» **SELECTED EXTRACT**
====
Reputation: 4202
Heey i'm trying to create new files with the find
command in bash on Ubuntu.
I can easily list the files and know how to create a new file from it however i don't want the encoding to come with it.
Right now i'm using this command: find ./Polish\ 2\ \(copy\)/ -name '*.txt' -type f -exec sh -c 'cat <"$0" >"$0.txt"' {} \;
however if a file is for example not in UTF-8 format i'd still want to write the new file $0.txt
in a UTF-8 format.
I came upon this idea since whenever i'm doing this manually:
The default behavior of gedit is saving to UTF8 in my case. However with over 30.000 files to do this to i don't want to do this manually..
Any solutions with default builtin tools?
The file may be edited on the fly instead of creating a seperate file like i did in my example.
Also what does happen when trying to convert the file with iconv
if the file is already in UTF-8
format?
I'd love to have all the files in the end without BOM
Upvotes: 3
Views: 4277
Reputation: 437090
There's no unambiguous method for identifying a file's character encoding by its contents alone, so the best you can do is to assume the most likely input encoding (CP1252
, as you state) when you convert to UTF-8, using iconv
; to avoid converting files that already are UTF-8-encoded, you can use file
to detect them:
Note: For simplicity, I've changed find
's target directory to .
find . -type f -name '*.txt' -exec bash -c '
descr=$(file -b "$0")
if [[ $descr != *UTF-8* ]]; then
iconv -f CP1252 -t UTF-8 "$0" > "$0.$$" && mv "$0.$$" "$0"
====
» **REQUEST A**
Repeat the rows from their start up to and including the line with "point(239, 236)". Leave the pictures out.
The forum thread and the rows come from unrelated sources.
====
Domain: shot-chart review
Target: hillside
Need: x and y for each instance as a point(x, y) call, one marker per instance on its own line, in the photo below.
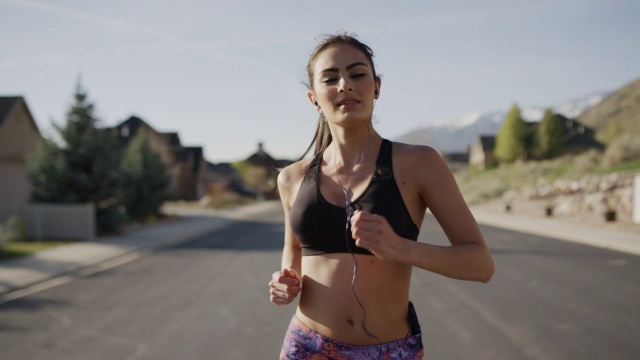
point(617, 115)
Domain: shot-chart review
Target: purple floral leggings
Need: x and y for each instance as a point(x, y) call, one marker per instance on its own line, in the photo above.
point(302, 343)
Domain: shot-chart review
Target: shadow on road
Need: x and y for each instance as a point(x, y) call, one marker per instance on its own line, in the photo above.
point(239, 236)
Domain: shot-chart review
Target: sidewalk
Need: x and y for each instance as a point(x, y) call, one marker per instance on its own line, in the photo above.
point(80, 259)
point(83, 258)
point(587, 234)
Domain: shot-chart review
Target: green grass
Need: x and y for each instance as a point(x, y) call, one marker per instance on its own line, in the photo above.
point(633, 165)
point(23, 248)
point(492, 184)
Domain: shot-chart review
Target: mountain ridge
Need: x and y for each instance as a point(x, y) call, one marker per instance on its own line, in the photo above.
point(463, 131)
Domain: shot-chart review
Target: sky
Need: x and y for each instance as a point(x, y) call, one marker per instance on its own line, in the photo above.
point(226, 75)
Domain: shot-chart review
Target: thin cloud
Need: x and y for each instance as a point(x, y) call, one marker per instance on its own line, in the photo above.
point(212, 50)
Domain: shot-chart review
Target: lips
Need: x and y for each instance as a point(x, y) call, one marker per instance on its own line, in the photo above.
point(348, 101)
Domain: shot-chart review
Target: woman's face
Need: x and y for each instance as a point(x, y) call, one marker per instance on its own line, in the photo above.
point(343, 84)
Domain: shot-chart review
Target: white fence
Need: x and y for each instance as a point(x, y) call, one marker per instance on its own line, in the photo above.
point(53, 221)
point(636, 199)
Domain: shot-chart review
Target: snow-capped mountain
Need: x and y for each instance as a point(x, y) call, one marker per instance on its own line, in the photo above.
point(463, 131)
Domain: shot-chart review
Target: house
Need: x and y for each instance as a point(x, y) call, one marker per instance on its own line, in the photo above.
point(260, 173)
point(19, 136)
point(481, 153)
point(186, 165)
point(576, 138)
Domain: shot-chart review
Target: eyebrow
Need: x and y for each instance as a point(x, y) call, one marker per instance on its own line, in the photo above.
point(349, 67)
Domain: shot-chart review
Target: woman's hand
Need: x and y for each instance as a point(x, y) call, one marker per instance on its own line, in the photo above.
point(373, 232)
point(284, 286)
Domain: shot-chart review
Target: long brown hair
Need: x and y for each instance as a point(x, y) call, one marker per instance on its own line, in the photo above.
point(322, 137)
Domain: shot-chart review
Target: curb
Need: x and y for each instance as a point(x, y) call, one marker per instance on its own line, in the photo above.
point(62, 264)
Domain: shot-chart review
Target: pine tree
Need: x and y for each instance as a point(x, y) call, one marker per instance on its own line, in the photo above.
point(510, 142)
point(548, 140)
point(82, 168)
point(145, 180)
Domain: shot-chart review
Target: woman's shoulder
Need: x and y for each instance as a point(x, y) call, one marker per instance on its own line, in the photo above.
point(412, 153)
point(293, 173)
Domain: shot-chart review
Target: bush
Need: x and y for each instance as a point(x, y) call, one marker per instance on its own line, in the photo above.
point(12, 230)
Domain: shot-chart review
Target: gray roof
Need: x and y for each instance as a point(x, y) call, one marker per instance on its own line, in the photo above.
point(7, 103)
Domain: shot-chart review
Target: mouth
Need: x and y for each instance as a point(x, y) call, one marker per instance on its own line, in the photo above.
point(348, 102)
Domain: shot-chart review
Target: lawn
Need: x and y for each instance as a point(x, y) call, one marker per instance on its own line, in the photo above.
point(22, 248)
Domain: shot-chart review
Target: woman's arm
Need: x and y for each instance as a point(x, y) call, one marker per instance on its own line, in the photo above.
point(467, 258)
point(285, 284)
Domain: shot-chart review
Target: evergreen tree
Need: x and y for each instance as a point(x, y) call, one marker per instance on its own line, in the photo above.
point(145, 180)
point(510, 142)
point(82, 168)
point(548, 136)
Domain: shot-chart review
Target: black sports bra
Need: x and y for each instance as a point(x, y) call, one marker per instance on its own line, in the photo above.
point(320, 225)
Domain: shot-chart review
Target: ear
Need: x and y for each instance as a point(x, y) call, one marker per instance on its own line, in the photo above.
point(312, 98)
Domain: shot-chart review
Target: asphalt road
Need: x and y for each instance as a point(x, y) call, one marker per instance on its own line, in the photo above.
point(208, 299)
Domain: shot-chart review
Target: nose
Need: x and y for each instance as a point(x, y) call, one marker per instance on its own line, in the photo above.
point(344, 84)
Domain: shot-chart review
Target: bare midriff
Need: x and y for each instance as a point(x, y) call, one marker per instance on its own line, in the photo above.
point(328, 305)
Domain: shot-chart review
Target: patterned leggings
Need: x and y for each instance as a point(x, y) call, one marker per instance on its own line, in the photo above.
point(302, 343)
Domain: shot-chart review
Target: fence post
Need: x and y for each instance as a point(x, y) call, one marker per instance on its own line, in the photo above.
point(636, 199)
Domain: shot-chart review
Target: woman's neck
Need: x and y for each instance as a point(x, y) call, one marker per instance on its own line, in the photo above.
point(352, 149)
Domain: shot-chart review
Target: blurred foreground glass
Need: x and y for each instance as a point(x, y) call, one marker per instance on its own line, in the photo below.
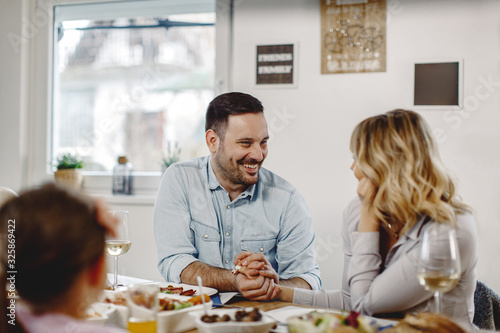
point(119, 245)
point(142, 304)
point(439, 261)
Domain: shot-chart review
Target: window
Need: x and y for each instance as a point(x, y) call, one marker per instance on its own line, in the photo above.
point(134, 79)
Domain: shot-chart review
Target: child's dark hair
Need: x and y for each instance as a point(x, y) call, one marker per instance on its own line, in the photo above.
point(56, 235)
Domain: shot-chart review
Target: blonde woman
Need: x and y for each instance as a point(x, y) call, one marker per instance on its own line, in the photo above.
point(403, 190)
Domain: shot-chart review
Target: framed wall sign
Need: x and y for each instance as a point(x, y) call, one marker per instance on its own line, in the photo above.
point(353, 34)
point(438, 84)
point(275, 65)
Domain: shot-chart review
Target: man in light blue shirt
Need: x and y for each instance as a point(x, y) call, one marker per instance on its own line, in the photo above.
point(210, 209)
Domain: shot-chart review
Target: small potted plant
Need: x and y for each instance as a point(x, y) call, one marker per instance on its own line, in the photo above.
point(69, 170)
point(171, 156)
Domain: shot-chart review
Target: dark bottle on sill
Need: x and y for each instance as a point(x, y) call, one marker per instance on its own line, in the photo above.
point(122, 176)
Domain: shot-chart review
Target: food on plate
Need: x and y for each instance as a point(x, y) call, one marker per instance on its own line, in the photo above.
point(118, 299)
point(92, 314)
point(242, 315)
point(325, 322)
point(425, 322)
point(168, 304)
point(177, 290)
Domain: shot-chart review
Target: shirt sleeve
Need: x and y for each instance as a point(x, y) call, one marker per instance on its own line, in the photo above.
point(394, 290)
point(295, 252)
point(335, 299)
point(174, 238)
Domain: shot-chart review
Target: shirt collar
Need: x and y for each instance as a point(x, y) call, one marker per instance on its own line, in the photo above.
point(214, 183)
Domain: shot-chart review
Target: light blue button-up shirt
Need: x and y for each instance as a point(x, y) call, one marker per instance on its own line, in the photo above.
point(194, 219)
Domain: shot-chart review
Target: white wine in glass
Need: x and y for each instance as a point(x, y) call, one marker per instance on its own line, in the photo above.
point(119, 245)
point(439, 261)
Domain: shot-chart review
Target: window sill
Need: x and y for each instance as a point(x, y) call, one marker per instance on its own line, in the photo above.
point(129, 200)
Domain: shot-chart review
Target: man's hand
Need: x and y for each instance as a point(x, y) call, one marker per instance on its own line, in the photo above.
point(258, 265)
point(258, 280)
point(257, 288)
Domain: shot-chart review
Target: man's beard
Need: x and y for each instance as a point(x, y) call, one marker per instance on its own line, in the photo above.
point(234, 174)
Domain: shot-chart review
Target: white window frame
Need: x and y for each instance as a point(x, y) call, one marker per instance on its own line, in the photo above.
point(41, 78)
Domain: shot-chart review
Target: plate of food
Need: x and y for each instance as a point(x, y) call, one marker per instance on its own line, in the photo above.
point(174, 310)
point(99, 313)
point(184, 289)
point(232, 320)
point(331, 322)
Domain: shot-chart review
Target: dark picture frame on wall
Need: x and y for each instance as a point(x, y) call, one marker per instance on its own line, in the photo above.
point(438, 84)
point(276, 65)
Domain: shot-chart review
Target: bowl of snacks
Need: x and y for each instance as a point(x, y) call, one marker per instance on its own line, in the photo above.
point(98, 313)
point(329, 322)
point(232, 320)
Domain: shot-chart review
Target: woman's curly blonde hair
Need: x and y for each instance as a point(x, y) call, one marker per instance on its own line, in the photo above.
point(397, 152)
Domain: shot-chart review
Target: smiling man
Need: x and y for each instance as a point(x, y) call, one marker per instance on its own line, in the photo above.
point(211, 209)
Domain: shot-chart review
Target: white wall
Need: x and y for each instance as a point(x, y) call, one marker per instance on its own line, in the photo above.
point(311, 149)
point(313, 122)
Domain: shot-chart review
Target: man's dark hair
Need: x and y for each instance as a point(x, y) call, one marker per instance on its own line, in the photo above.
point(225, 105)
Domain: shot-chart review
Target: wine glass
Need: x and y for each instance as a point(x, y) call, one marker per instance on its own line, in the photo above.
point(439, 261)
point(119, 245)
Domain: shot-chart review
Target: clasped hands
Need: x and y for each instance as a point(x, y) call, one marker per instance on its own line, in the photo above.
point(255, 277)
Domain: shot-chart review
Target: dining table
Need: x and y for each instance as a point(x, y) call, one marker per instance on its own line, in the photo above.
point(261, 305)
point(236, 300)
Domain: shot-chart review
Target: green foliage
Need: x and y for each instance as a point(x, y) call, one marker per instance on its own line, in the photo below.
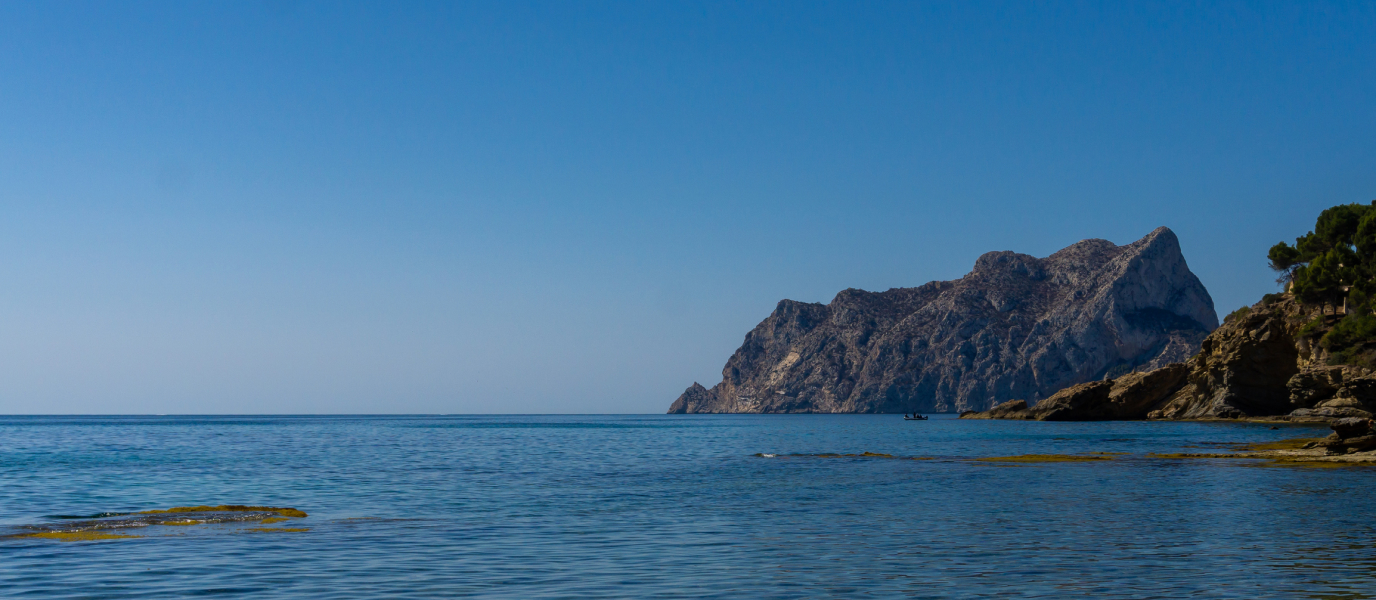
point(1339, 253)
point(1329, 266)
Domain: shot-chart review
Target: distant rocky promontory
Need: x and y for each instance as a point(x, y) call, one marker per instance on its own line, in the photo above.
point(1014, 328)
point(1307, 355)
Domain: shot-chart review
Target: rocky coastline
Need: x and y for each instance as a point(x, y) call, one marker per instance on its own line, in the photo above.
point(1016, 326)
point(1261, 365)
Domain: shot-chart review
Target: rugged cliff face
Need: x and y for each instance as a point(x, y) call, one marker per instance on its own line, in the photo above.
point(1014, 328)
point(1261, 363)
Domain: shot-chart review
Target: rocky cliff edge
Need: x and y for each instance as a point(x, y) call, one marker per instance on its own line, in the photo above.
point(1014, 328)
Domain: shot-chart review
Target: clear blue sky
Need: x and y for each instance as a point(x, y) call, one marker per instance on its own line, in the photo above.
point(584, 207)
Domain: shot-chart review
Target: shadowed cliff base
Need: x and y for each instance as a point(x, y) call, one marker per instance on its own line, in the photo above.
point(1014, 328)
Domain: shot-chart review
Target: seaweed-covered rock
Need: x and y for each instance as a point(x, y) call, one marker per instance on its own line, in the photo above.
point(1012, 410)
point(1350, 435)
point(1126, 398)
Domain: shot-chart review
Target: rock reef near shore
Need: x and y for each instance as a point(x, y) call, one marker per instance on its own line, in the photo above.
point(1014, 328)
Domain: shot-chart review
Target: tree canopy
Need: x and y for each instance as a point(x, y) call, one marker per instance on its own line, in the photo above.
point(1335, 260)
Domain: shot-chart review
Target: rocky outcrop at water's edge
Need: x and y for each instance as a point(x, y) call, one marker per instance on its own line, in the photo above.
point(1261, 363)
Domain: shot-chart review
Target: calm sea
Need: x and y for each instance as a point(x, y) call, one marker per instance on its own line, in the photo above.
point(679, 507)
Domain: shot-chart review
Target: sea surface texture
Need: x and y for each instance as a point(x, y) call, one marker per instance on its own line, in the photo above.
point(647, 507)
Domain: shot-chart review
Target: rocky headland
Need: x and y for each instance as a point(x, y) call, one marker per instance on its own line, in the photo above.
point(1014, 328)
point(1262, 363)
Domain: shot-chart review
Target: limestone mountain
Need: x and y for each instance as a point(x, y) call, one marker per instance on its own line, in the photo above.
point(1014, 328)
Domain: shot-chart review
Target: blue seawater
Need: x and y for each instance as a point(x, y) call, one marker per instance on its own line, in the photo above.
point(648, 507)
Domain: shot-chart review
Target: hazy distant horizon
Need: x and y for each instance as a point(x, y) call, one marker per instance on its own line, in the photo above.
point(559, 208)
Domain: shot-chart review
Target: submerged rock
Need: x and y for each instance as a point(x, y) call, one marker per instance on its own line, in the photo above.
point(1014, 328)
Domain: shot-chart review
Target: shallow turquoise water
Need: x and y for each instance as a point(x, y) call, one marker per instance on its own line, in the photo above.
point(679, 507)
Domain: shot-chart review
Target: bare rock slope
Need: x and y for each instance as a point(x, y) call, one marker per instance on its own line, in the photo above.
point(1014, 328)
point(1262, 363)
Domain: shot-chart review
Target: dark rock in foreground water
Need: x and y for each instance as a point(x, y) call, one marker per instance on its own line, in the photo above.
point(1014, 328)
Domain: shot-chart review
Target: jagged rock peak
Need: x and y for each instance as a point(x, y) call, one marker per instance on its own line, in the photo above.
point(1014, 328)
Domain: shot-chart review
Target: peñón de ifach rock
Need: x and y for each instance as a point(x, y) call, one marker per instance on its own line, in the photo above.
point(1014, 328)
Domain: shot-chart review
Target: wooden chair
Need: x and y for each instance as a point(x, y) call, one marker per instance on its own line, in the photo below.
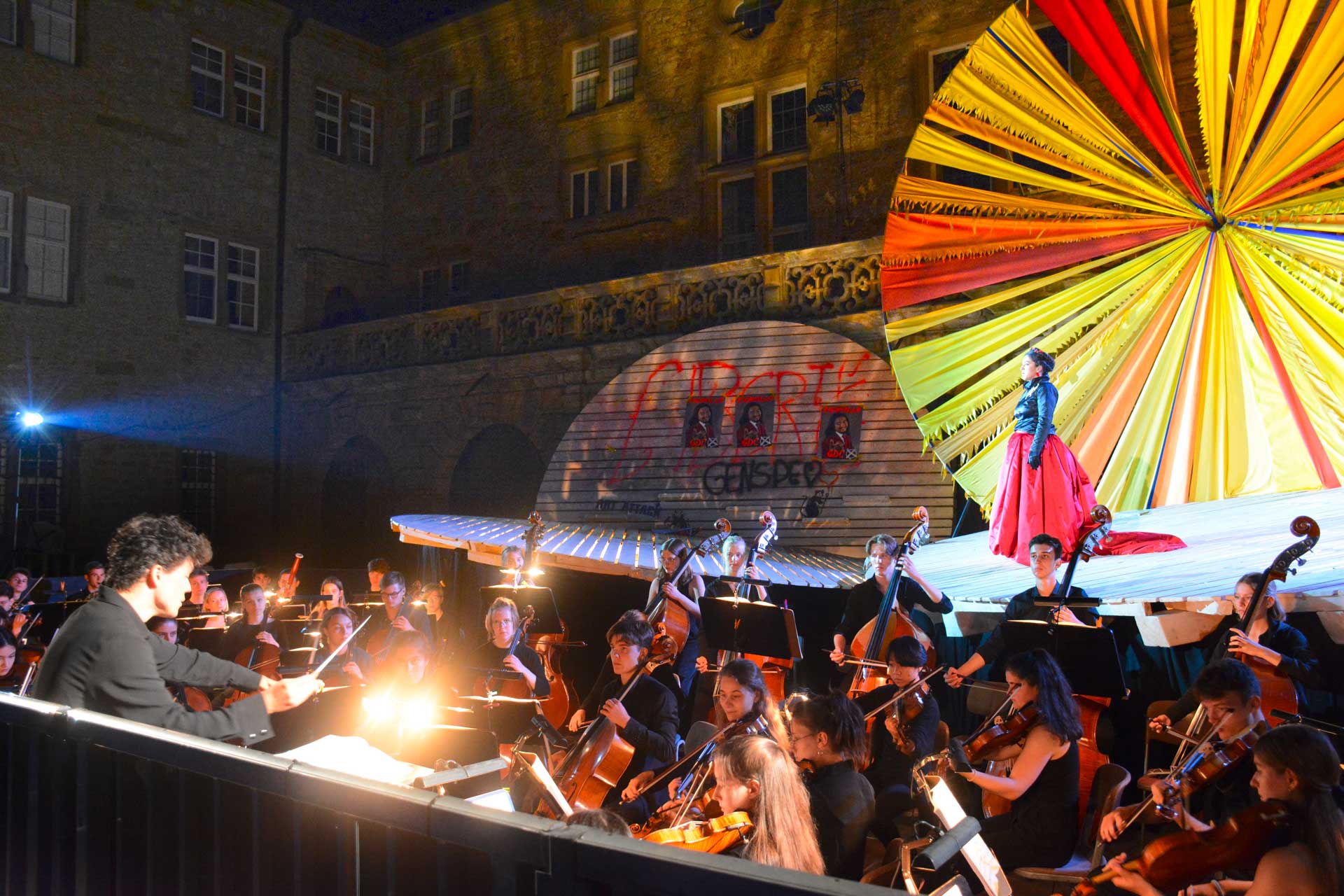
point(1108, 783)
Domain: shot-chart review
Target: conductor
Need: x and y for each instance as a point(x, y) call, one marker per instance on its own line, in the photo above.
point(105, 659)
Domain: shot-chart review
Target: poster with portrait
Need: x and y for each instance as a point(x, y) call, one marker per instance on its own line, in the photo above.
point(755, 421)
point(839, 431)
point(704, 421)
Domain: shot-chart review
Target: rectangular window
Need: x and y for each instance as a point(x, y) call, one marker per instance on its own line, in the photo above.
point(625, 51)
point(737, 218)
point(327, 121)
point(54, 29)
point(249, 93)
point(622, 182)
point(432, 112)
point(39, 482)
point(207, 78)
point(790, 120)
point(200, 273)
point(737, 131)
point(788, 209)
point(8, 20)
point(460, 125)
point(48, 248)
point(198, 489)
point(584, 194)
point(584, 88)
point(241, 286)
point(6, 238)
point(460, 279)
point(362, 131)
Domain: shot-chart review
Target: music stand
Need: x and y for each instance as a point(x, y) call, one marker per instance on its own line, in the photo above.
point(1086, 654)
point(750, 626)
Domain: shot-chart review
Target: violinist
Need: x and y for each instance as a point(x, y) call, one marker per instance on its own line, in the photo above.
point(673, 554)
point(891, 761)
point(502, 622)
point(866, 598)
point(254, 628)
point(758, 777)
point(354, 666)
point(104, 659)
point(827, 732)
point(647, 718)
point(1300, 767)
point(1230, 695)
point(1046, 554)
point(1270, 640)
point(1043, 783)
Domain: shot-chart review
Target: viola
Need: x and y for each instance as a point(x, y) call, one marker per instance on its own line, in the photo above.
point(891, 621)
point(1189, 858)
point(710, 836)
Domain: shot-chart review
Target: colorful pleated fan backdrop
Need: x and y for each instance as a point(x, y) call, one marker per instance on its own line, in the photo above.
point(1163, 216)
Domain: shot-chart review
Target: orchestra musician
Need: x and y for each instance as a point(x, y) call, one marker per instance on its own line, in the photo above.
point(866, 598)
point(827, 731)
point(1043, 785)
point(104, 659)
point(889, 773)
point(1298, 766)
point(1230, 695)
point(255, 625)
point(1046, 555)
point(758, 777)
point(354, 665)
point(647, 718)
point(1270, 640)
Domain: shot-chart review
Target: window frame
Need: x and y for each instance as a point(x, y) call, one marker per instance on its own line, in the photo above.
point(242, 279)
point(214, 274)
point(65, 248)
point(612, 65)
point(74, 35)
point(593, 74)
point(327, 117)
point(195, 70)
point(358, 131)
point(769, 105)
point(251, 90)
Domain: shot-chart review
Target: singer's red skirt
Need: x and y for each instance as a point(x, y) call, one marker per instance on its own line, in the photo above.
point(1056, 498)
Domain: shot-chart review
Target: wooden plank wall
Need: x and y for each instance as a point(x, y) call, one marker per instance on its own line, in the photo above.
point(625, 463)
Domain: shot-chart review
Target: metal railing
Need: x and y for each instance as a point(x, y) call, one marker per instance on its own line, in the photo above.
point(99, 805)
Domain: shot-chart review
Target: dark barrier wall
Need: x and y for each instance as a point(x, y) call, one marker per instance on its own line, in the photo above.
point(96, 805)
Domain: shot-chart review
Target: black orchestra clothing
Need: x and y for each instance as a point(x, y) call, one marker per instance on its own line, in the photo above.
point(1042, 827)
point(866, 599)
point(106, 660)
point(841, 808)
point(1023, 606)
point(241, 636)
point(335, 675)
point(491, 657)
point(1297, 663)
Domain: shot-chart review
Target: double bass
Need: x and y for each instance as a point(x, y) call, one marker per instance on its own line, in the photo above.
point(891, 621)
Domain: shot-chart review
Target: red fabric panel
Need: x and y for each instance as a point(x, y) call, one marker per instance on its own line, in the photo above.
point(911, 284)
point(1089, 27)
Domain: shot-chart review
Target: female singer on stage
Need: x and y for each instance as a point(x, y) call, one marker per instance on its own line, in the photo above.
point(1042, 486)
point(1043, 785)
point(827, 731)
point(758, 777)
point(1298, 766)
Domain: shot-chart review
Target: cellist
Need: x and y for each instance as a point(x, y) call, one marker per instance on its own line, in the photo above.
point(866, 598)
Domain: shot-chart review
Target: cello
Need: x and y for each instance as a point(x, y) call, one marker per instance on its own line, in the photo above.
point(891, 622)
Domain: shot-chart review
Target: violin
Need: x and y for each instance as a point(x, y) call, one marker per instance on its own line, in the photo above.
point(891, 621)
point(710, 836)
point(1189, 858)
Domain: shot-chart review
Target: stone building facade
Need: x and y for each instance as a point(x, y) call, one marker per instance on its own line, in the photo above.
point(178, 288)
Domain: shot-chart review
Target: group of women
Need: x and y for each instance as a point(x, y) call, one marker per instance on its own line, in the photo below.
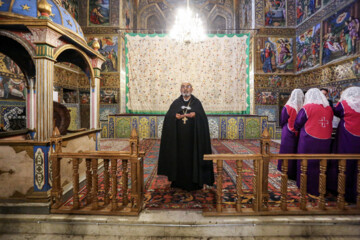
point(306, 123)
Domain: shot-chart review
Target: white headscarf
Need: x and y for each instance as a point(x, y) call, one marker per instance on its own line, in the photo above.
point(352, 96)
point(296, 99)
point(314, 95)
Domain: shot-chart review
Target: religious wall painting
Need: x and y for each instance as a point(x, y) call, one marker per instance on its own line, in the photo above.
point(13, 115)
point(109, 49)
point(166, 73)
point(122, 127)
point(70, 96)
point(277, 81)
point(104, 125)
point(265, 98)
point(127, 14)
point(270, 111)
point(160, 122)
point(12, 82)
point(356, 67)
point(306, 8)
point(84, 97)
point(74, 116)
point(69, 75)
point(39, 168)
point(72, 6)
point(245, 14)
point(275, 54)
point(106, 110)
point(341, 33)
point(325, 2)
point(108, 96)
point(111, 129)
point(99, 12)
point(12, 88)
point(272, 129)
point(252, 128)
point(275, 12)
point(213, 127)
point(308, 48)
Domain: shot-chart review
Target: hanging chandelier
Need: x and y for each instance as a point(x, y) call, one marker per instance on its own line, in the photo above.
point(188, 27)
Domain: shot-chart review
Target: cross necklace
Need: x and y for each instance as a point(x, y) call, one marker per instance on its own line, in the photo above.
point(184, 112)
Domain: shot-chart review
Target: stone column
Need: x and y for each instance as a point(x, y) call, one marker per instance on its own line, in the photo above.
point(95, 94)
point(31, 107)
point(45, 40)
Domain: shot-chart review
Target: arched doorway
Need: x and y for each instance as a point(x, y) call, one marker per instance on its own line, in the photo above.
point(17, 71)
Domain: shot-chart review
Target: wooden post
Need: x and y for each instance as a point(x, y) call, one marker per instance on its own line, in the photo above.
point(341, 184)
point(322, 183)
point(219, 180)
point(358, 186)
point(125, 179)
point(106, 181)
point(256, 180)
point(88, 181)
point(76, 183)
point(239, 191)
point(134, 183)
point(95, 184)
point(134, 153)
point(303, 184)
point(113, 184)
point(284, 182)
point(56, 191)
point(264, 170)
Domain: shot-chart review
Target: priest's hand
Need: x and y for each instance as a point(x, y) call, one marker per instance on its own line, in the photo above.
point(190, 115)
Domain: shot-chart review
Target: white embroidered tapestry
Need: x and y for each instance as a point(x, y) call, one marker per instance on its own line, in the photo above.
point(218, 69)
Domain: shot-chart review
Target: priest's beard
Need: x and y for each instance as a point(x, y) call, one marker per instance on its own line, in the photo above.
point(186, 94)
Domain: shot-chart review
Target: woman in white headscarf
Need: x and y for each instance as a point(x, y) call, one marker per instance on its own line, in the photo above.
point(289, 136)
point(348, 136)
point(314, 122)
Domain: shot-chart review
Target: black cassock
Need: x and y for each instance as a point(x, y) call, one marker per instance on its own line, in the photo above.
point(183, 146)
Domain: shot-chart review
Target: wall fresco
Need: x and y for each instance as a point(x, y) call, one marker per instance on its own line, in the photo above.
====
» **REQUEST B**
Duplicate the forum thread from "I came upon" up to and including "in my example.", keeping every character as it appears.

» **WRITTEN SOLUTION A**
Domain: shot-chart review
Target: hillside
Need: x and y for each instance as a point(x, y) call, one marker per instance on its own line, in the photo below.
point(617, 115)
Domain: shot-chart review
Target: purple floral leggings
Need: x and y for each instance as a point(x, y) call, one marker per instance on its own line, in the photo above.
point(302, 343)
Domain: shot-chart review
Target: shadow on road
Need: x and y for each instance as a point(x, y) call, one marker per instance on its own line, in the photo above.
point(239, 236)

» **WRITTEN SOLUTION B**
I came upon this idea since whenever i'm doing this manually:
The default behavior of gedit is saving to UTF8 in my case. However with over 30.000 files to do this to i don't want to do this manually..
Any solutions with default builtin tools?
The file may be edited on the fly instead of creating a seperate file like i did in my example.